- **Goal of the exercise**
Copy every line from the one containing "In the photo above, where can the purple" through the last line, leaving the wording unchanged. Multiply each coordinate by 0.9 and round to a whole number, with halves rounded up.

----

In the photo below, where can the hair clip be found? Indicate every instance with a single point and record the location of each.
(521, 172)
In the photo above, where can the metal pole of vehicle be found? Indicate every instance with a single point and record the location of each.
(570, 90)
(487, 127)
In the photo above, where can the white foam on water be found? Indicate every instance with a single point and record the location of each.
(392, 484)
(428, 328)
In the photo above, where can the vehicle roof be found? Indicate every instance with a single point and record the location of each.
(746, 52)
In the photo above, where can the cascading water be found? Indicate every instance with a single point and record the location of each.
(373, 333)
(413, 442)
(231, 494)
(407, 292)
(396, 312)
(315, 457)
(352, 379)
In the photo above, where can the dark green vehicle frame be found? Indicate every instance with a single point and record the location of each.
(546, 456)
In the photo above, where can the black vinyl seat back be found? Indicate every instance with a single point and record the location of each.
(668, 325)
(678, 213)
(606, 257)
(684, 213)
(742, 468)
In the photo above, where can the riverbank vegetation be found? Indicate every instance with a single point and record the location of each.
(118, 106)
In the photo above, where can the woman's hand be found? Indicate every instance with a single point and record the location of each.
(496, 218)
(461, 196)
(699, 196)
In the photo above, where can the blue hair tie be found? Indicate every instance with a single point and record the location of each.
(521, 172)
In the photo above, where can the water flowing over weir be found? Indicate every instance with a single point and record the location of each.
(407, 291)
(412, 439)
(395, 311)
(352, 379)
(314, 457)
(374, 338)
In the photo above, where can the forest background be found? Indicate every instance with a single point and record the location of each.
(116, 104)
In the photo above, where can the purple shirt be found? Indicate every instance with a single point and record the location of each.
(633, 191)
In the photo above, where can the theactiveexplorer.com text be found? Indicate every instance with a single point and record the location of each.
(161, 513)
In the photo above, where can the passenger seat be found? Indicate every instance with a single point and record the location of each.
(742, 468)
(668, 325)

----

- **Task answer**
In the photo above, where can the purple shirt be found? Indicate every instance with a single point and record the location of each.
(570, 172)
In the photo above, where can the theactiveexplorer.com text be found? Indicate every instance with a single point and record the location of each.
(145, 462)
In the photo above, where can the passenger seat be found? Indicate every instance with a single point and record the location of each.
(668, 421)
(601, 293)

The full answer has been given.